Reproduce the following entries exactly, leaving nothing out.

- SUPPLIED DATA -
======

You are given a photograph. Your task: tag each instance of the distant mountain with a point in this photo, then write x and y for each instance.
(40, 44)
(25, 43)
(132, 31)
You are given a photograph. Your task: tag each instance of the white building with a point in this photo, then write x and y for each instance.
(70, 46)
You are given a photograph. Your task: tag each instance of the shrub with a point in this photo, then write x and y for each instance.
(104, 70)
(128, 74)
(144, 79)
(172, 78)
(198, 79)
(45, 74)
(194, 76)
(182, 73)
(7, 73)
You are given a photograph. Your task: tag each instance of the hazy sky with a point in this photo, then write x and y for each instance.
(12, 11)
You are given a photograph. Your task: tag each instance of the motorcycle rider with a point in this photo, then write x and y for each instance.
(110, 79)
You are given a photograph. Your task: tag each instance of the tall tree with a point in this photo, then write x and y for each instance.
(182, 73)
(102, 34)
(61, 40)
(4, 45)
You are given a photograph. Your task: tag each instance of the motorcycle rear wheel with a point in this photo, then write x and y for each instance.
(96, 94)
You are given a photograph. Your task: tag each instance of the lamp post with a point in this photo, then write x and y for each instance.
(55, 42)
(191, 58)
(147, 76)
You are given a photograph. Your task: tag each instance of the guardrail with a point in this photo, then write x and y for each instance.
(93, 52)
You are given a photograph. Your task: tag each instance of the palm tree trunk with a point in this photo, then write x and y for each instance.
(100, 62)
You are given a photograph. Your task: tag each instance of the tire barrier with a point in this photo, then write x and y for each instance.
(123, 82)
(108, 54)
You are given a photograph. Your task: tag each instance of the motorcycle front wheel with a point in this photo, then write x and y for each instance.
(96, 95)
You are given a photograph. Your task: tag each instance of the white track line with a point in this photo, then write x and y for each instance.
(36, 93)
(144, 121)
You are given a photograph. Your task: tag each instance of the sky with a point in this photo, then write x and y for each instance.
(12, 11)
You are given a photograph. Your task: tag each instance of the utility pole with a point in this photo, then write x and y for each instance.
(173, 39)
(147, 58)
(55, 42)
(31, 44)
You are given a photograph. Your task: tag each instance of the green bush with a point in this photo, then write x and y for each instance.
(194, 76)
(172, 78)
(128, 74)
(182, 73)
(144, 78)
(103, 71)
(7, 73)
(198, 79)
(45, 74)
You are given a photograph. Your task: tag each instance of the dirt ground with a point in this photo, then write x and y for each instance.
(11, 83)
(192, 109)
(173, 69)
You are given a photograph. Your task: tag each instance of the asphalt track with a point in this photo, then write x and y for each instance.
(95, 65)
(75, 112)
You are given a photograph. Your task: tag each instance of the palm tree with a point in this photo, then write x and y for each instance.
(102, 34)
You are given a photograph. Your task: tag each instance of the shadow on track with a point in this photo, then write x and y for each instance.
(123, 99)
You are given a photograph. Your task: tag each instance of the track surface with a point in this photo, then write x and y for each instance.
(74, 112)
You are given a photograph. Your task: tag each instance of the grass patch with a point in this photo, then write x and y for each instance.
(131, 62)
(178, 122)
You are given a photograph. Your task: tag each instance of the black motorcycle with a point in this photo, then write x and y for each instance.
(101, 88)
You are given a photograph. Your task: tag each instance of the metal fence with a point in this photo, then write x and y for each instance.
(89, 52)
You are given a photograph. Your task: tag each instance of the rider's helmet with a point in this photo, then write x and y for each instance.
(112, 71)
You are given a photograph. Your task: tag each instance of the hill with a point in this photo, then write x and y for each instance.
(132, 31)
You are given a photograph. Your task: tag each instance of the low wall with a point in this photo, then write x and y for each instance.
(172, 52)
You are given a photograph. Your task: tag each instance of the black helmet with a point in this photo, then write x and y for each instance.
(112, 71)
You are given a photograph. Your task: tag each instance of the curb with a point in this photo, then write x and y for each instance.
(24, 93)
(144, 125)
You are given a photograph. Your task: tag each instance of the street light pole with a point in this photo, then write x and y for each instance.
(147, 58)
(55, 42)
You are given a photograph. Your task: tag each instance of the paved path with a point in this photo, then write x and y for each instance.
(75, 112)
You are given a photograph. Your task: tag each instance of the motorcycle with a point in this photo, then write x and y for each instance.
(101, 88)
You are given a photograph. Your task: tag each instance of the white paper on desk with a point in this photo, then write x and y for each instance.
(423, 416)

======

- ANSWER AREA -
You are given a photograph. Your task: tag each instance of the distant mountain with a point in this photo, then write x and y for each instance.
(40, 44)
(25, 43)
(132, 31)
You are given a photograph. Your task: tag each instance of the white building with a point in this photo, then write x and y for each instance.
(70, 46)
You are given a photograph. Your task: tag each instance of the shrub with a point in this photo, then write x and y for each instance.
(104, 70)
(128, 74)
(144, 79)
(172, 78)
(198, 79)
(45, 74)
(194, 76)
(182, 73)
(7, 73)
You are given a photograph. Your task: tag each instance of the hazy sky with a point in this photo, then write x and y for each instance.
(12, 11)
You are given a photograph. Your task: tag each instance of the motorcycle rider with a point in this photo, then write x and y for each instance.
(110, 79)
You are given a photograph. Your task: tag each instance of the tall tree with a point in this photo, then write x and y for each instance.
(182, 73)
(102, 34)
(61, 40)
(4, 45)
You are given a photograph. Your task: tag each instance of the motorcycle rear wheel with a point in this photo, then write x and y for each instance.
(96, 94)
You are given a photograph. Your task: tag each instance of the lamp post with a point in this photo, then write x and y for each instance.
(55, 42)
(191, 58)
(147, 76)
You are given a photograph. Your task: tag each instance of the guardrail with a point in this photo, then write x and y for each instance.
(93, 52)
You are given a photograph. Your task: tag each instance of the palm tree trunk with a point in this photo, then write x and y for each instance.
(100, 62)
You are given a photograph. Your task: tag each instance of the tire barrier with a point in this photo, then write x and y for each instance.
(123, 82)
(108, 54)
You are given a photograph. Your task: tag each instance of the motorcycle front wheel with a point in this photo, then write x and y for each instance.
(96, 95)
You are given a photograph. Your task: tag each instance of the white track line with a point in this photo, then write x and y for each instance.
(36, 93)
(144, 121)
You are given a photograph. Your task: tag each instance of the sky with a point in this photo, then write x and y for each instance.
(12, 11)
You are given a photograph. Your task: tag each instance of the utility pole with a point in this photo, then write x and y for each instance.
(173, 39)
(147, 58)
(55, 42)
(31, 44)
You are given a photograph. Your task: tag each instance of the green bush with a point in this photo, then write x and y for each instance.
(194, 76)
(172, 78)
(128, 74)
(182, 73)
(144, 78)
(103, 71)
(7, 73)
(198, 79)
(45, 74)
You are given a photograph. Your task: tag each instance of the dirt ground with a point in this photo, then write x and y for each instance.
(11, 83)
(192, 109)
(173, 69)
You are given a photograph. Your task: tag each instance of the asphalt track with a point in this photo, then write x and y for each instance.
(95, 65)
(75, 112)
You are given a photograph. Your task: tag each instance of the palm tree with a point in this photo, then write x and y for each instance.
(102, 34)
You are given a photograph. Your task: tag each instance of the shadow on track with a point in this photo, then write x and y for each instance.
(123, 99)
You are given a photograph. Your task: tag each instance of the track surface with a point in this photo, then write x and y for each instance.
(74, 112)
You are given a photograph. Your task: tag each instance of the grass patch with a point in this photo, then write x and y for each instance.
(131, 62)
(178, 122)
You are given a photograph. Your task: tag each instance of the black motorcycle with a point in this photo, then write x and y for each instance.
(101, 88)
You are given a photograph. Your task: tag each instance of the metal fence with a point in this photo, then write x and y for each instance.
(89, 52)
You are given a photograph. Your task: tag each instance of the rider's helmet with a point in this photo, then write x and y for each instance.
(112, 71)
You are given a photograph. Your task: tag each instance of the hill with a point in this photo, then write x and y for each instance.
(132, 31)
You are given a photograph. Your task: tag each instance of the low wall with a point in this photo, then write x and y for each instance.
(172, 52)
You are given a photograph. Your task: tag each instance of the black helmet with a point in this photo, then write x and y for each instance.
(112, 71)
You are given a photograph. Your task: tag each instance of the curb with a point in this photo, then write x and y for each instance.
(24, 93)
(144, 125)
You are given a photograph. Your task: tag each instance of the street light pole with a point in this photo, then write x and y for each instance.
(147, 58)
(55, 42)
You are given a photograph. Your task: tag each instance of the paved path with a point in this photo, then write x and y for each instance.
(75, 112)
You are given a photograph. Your task: tag each instance of the motorcycle with a point in this photo, then write x and y for each instance.
(101, 88)
You are given a photograph. Your task: tag each instance of the white paper on desk with a point in this photo, then write x and y for each instance.
(423, 416)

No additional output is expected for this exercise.